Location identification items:
━━━━━━━━━━

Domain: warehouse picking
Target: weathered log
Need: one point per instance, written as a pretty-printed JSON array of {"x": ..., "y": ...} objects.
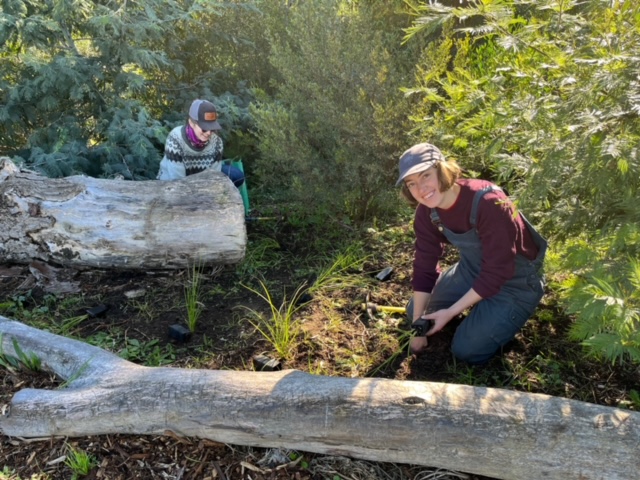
[
  {"x": 492, "y": 432},
  {"x": 81, "y": 221}
]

━━━━━━━━━━

## Instructions for the task
Switch "weathered log" to "fallen branch" throughout the listing above, keeping every other line unchanged. Leave the pictures out of your copy.

## Answer to this task
Domain: warehouse picking
Target: fallen branch
Need: one point per instance, written as a pretty-printed JSON array of {"x": ..., "y": ...} objects.
[
  {"x": 492, "y": 432},
  {"x": 81, "y": 221}
]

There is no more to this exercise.